- Records
+---+

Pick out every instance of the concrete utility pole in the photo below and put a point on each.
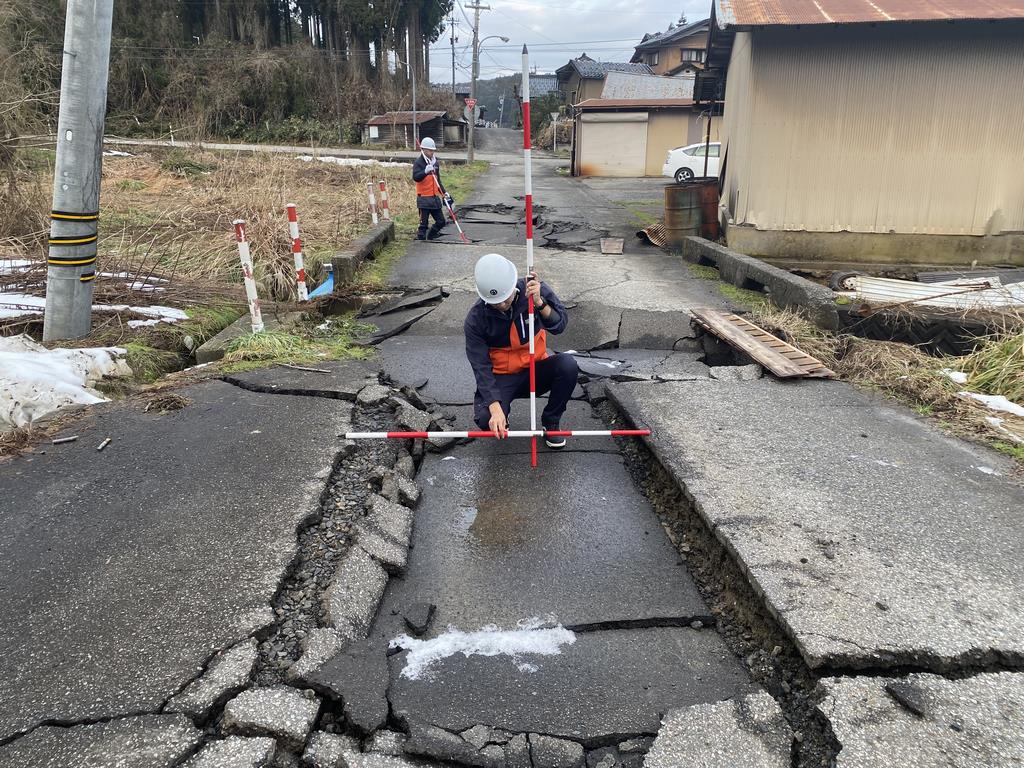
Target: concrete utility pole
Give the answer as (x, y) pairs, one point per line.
(454, 41)
(476, 73)
(75, 218)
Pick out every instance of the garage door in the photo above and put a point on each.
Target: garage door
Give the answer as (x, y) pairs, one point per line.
(613, 143)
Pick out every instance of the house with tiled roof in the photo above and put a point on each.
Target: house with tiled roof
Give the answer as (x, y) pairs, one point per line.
(681, 49)
(583, 78)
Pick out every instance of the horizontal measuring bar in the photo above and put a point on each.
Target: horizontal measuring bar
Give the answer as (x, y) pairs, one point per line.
(512, 433)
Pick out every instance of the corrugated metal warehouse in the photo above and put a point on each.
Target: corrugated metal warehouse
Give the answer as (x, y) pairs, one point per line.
(886, 131)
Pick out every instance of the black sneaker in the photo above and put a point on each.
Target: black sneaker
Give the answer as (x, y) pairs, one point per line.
(555, 443)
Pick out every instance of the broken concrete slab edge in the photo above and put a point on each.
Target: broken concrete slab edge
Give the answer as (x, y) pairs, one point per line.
(880, 662)
(786, 290)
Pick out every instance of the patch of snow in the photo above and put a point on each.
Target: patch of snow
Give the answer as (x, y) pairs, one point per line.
(528, 639)
(352, 162)
(957, 376)
(36, 382)
(16, 304)
(995, 402)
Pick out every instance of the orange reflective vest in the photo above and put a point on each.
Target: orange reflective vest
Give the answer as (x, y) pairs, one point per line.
(513, 358)
(428, 187)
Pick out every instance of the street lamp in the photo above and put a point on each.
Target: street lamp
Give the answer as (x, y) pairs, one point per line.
(477, 44)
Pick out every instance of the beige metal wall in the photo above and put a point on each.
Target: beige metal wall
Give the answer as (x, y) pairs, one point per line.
(612, 143)
(892, 128)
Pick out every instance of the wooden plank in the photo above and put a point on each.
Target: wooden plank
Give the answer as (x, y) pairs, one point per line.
(781, 358)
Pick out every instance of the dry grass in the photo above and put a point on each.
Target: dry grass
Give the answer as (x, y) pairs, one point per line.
(907, 374)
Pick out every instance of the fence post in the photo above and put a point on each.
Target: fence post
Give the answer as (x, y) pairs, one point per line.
(300, 272)
(247, 273)
(385, 207)
(373, 203)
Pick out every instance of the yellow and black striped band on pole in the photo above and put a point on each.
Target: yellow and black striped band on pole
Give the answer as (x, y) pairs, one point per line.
(72, 260)
(68, 216)
(75, 240)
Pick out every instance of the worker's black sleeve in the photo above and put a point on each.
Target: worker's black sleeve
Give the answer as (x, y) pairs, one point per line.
(559, 317)
(478, 354)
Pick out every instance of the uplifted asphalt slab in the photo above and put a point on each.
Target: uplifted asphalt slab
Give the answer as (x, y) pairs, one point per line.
(440, 360)
(148, 741)
(875, 540)
(340, 379)
(496, 542)
(604, 684)
(927, 721)
(124, 570)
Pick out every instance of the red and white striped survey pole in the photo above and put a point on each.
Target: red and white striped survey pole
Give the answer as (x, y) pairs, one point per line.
(247, 274)
(373, 203)
(534, 433)
(529, 248)
(300, 272)
(385, 208)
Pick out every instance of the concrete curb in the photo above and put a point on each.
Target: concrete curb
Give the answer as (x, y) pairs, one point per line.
(785, 289)
(345, 263)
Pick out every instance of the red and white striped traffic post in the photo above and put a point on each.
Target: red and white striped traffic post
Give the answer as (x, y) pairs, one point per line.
(385, 208)
(300, 272)
(529, 248)
(373, 203)
(531, 433)
(247, 274)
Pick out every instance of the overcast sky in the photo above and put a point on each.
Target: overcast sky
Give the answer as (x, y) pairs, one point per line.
(555, 32)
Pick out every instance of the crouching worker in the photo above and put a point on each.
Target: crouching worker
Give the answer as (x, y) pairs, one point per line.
(498, 347)
(429, 189)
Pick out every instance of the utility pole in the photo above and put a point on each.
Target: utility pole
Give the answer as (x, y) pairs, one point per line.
(75, 218)
(476, 73)
(454, 41)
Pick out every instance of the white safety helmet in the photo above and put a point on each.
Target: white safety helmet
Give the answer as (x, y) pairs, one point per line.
(496, 278)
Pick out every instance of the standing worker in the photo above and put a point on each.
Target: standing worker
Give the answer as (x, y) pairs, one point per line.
(429, 190)
(498, 347)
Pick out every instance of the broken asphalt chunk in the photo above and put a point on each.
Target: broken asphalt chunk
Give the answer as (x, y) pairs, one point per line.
(227, 674)
(284, 713)
(358, 677)
(236, 752)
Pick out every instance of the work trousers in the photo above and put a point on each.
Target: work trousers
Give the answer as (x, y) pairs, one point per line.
(425, 214)
(556, 377)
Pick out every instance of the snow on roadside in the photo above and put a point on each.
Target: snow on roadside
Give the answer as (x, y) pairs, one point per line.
(17, 304)
(36, 382)
(354, 162)
(995, 402)
(529, 639)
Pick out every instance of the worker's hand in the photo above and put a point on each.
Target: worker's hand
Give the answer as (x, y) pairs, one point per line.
(534, 289)
(498, 424)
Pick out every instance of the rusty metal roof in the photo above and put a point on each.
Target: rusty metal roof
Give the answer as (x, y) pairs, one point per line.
(614, 103)
(790, 12)
(402, 118)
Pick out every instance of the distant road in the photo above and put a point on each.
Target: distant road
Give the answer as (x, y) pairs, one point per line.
(387, 156)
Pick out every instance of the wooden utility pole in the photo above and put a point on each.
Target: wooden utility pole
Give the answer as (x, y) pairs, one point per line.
(75, 217)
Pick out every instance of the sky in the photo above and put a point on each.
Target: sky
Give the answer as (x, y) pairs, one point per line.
(555, 32)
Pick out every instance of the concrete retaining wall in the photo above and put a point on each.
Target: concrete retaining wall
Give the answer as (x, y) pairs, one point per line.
(345, 263)
(785, 289)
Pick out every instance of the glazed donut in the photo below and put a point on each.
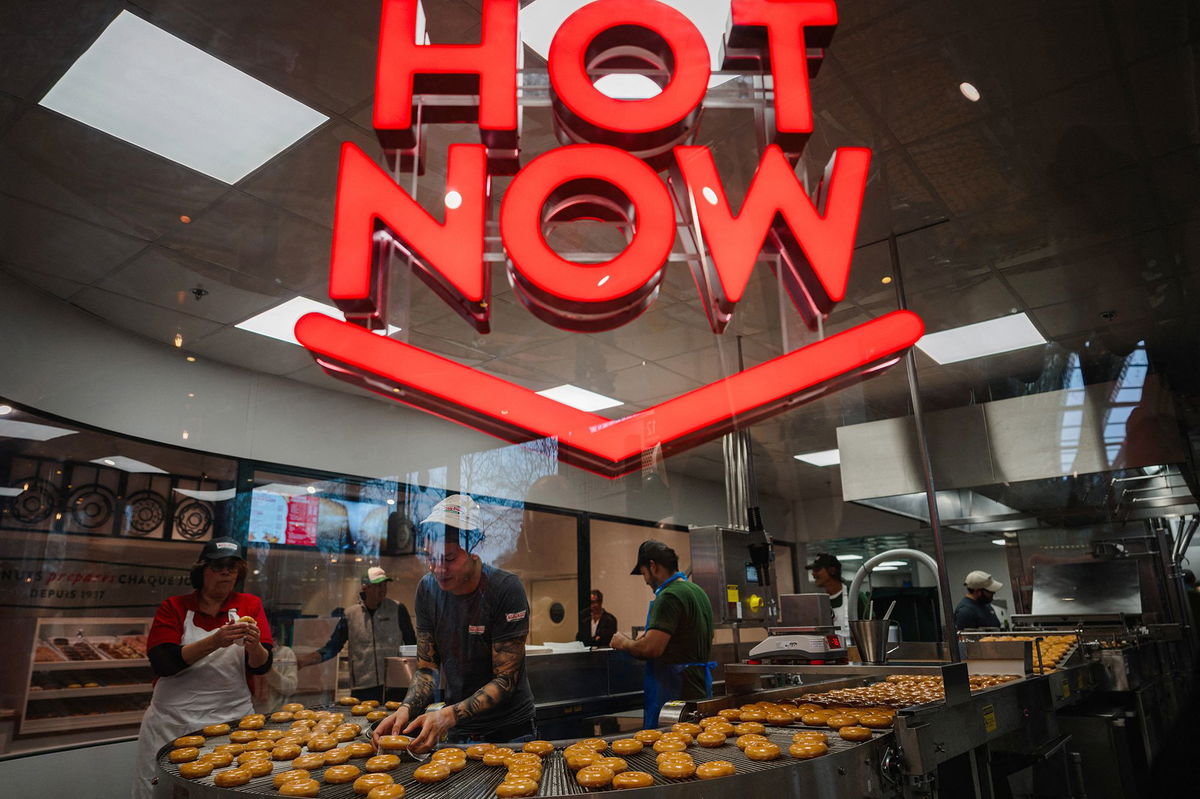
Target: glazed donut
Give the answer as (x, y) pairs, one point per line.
(359, 749)
(310, 761)
(748, 739)
(286, 752)
(762, 751)
(287, 776)
(367, 781)
(805, 750)
(579, 760)
(431, 772)
(477, 751)
(394, 791)
(855, 733)
(196, 770)
(594, 776)
(219, 760)
(322, 743)
(185, 755)
(516, 786)
(382, 763)
(340, 774)
(633, 780)
(336, 757)
(714, 769)
(539, 748)
(677, 768)
(615, 764)
(809, 737)
(301, 787)
(394, 743)
(627, 746)
(231, 778)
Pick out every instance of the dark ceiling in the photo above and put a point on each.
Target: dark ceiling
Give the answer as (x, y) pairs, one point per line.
(1068, 191)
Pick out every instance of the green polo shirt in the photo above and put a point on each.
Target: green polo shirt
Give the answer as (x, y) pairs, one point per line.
(682, 611)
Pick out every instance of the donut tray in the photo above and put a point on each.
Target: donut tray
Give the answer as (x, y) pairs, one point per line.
(479, 781)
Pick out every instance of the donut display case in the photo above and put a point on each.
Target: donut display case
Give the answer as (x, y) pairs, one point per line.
(87, 673)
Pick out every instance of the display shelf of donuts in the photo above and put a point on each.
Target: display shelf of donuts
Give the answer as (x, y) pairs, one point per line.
(324, 752)
(87, 673)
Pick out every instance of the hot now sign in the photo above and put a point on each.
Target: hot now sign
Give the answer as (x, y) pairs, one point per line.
(628, 162)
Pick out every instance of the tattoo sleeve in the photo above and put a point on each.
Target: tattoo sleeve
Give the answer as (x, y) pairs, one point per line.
(508, 658)
(420, 690)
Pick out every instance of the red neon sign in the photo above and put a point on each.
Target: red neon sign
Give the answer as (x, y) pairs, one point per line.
(612, 173)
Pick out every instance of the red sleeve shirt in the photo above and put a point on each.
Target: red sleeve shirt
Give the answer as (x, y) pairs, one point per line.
(168, 620)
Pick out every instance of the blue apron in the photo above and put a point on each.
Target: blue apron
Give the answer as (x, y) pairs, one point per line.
(664, 682)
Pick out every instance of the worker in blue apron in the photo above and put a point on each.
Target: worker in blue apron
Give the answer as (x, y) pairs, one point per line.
(678, 634)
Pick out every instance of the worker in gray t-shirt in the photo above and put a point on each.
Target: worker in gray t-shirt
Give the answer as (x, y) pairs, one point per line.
(472, 625)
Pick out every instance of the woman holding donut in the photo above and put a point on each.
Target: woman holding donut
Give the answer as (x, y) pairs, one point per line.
(203, 647)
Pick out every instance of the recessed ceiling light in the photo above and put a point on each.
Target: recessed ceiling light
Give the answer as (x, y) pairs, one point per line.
(541, 18)
(280, 322)
(582, 398)
(209, 496)
(982, 338)
(30, 431)
(129, 464)
(825, 457)
(148, 88)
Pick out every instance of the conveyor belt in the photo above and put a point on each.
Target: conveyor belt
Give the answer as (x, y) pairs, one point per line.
(479, 781)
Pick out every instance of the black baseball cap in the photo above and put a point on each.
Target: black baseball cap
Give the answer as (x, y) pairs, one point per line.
(652, 550)
(220, 548)
(823, 560)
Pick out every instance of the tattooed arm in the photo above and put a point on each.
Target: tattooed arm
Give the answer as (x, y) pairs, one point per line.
(420, 690)
(508, 658)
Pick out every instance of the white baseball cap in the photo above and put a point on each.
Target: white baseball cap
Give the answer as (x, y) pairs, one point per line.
(977, 580)
(459, 511)
(376, 575)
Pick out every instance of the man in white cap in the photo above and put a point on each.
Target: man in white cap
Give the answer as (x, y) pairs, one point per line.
(472, 625)
(975, 610)
(376, 628)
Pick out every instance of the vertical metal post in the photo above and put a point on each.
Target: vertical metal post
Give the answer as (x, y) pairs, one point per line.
(935, 522)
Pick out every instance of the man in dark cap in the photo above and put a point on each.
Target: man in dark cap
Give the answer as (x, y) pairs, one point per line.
(678, 636)
(827, 575)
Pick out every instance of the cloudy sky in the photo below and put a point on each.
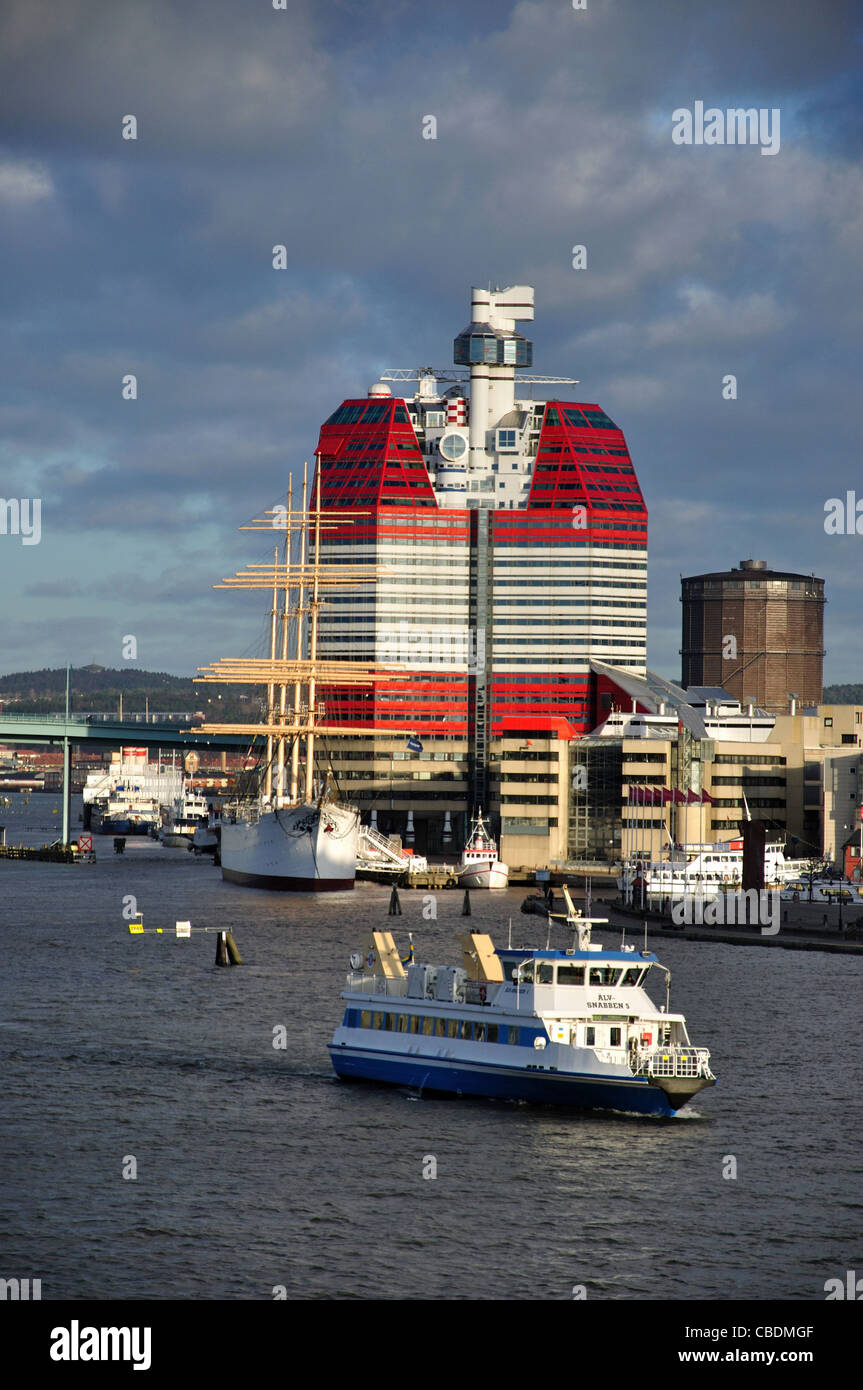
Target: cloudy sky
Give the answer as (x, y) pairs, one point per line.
(305, 127)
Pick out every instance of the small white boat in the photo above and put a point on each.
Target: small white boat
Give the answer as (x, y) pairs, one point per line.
(822, 890)
(702, 870)
(480, 866)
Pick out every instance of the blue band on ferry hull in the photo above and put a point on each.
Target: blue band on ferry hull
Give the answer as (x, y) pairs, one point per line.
(275, 881)
(502, 1083)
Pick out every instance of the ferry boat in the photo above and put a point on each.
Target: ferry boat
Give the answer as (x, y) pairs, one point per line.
(822, 890)
(480, 866)
(293, 833)
(125, 797)
(570, 1027)
(703, 870)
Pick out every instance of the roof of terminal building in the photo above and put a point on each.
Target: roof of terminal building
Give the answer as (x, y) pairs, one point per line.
(652, 690)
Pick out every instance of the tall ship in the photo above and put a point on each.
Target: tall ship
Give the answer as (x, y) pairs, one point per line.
(293, 831)
(569, 1027)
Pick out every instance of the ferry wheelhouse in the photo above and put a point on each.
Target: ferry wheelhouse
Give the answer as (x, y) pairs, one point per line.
(571, 1027)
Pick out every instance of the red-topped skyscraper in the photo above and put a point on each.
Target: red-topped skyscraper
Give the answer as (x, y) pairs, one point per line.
(516, 534)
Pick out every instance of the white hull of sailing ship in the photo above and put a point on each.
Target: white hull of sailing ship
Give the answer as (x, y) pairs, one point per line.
(306, 848)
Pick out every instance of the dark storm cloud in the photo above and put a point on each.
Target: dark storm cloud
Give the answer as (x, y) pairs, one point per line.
(305, 128)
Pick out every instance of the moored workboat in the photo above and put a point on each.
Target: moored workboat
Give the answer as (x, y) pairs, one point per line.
(480, 866)
(179, 820)
(571, 1027)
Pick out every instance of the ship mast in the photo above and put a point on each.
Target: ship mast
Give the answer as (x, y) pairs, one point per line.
(310, 577)
(313, 637)
(298, 690)
(280, 788)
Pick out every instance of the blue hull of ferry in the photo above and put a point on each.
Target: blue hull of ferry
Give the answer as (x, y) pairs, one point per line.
(500, 1083)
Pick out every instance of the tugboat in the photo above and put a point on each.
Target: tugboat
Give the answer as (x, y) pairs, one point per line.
(566, 1027)
(480, 866)
(181, 822)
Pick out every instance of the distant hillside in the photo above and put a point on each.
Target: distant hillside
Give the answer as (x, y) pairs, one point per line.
(100, 688)
(844, 694)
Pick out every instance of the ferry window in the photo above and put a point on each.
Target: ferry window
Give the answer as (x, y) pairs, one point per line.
(605, 975)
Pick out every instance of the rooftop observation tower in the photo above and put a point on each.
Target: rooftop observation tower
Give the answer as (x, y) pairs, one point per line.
(517, 537)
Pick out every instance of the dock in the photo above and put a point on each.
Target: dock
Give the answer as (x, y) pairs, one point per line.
(43, 854)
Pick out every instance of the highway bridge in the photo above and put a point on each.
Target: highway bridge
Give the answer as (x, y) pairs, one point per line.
(100, 730)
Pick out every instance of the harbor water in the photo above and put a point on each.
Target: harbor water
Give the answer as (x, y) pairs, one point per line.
(256, 1171)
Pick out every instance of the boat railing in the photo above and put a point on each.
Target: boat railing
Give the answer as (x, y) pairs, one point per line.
(377, 984)
(674, 1061)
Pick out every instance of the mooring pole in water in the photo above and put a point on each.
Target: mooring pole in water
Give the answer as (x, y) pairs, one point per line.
(67, 776)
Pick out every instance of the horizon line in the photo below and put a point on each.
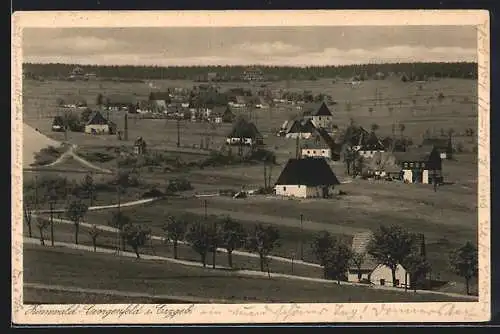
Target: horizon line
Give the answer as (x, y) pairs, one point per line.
(255, 65)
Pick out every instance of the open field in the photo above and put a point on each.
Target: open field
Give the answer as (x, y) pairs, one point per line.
(448, 217)
(96, 271)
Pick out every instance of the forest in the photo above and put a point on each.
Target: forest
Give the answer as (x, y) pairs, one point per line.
(412, 71)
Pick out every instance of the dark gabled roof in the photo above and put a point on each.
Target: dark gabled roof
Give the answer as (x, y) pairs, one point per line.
(316, 109)
(96, 118)
(120, 99)
(244, 129)
(360, 242)
(416, 154)
(308, 172)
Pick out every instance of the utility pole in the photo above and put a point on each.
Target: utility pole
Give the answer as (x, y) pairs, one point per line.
(301, 238)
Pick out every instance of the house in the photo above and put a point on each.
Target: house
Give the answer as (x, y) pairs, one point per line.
(58, 124)
(443, 145)
(139, 146)
(320, 145)
(368, 144)
(116, 102)
(300, 129)
(320, 115)
(420, 165)
(306, 178)
(369, 270)
(222, 114)
(98, 124)
(244, 133)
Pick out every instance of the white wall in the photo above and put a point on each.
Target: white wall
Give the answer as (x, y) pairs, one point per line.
(98, 128)
(317, 152)
(368, 154)
(294, 135)
(384, 272)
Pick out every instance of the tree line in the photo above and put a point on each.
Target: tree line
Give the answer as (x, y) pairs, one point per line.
(231, 73)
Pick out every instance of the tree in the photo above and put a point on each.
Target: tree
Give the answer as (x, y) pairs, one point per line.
(402, 129)
(321, 246)
(136, 237)
(198, 236)
(75, 211)
(88, 187)
(119, 220)
(94, 232)
(232, 236)
(175, 230)
(337, 260)
(390, 245)
(464, 262)
(357, 260)
(42, 225)
(263, 240)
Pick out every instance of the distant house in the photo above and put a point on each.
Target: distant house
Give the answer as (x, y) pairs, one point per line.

+---+

- Given problem
Write out everything from the line containing "Pick out every instance of the tree in" down to the last line of the items above, reproducing each line without any change.

- Answer to this task
Pick out every instance of the tree in the photo above and put a point on each.
Target: tree
Give the answer as (x, y) pairs, one point per line.
(402, 129)
(321, 246)
(136, 237)
(198, 236)
(75, 211)
(88, 187)
(119, 220)
(94, 232)
(232, 236)
(175, 230)
(337, 260)
(390, 245)
(464, 262)
(357, 260)
(42, 225)
(263, 240)
Pick out every instance of the distant house in the photo above and put a point on each.
Target: distant house
Give the answer as (x, y) pairs, one point per line.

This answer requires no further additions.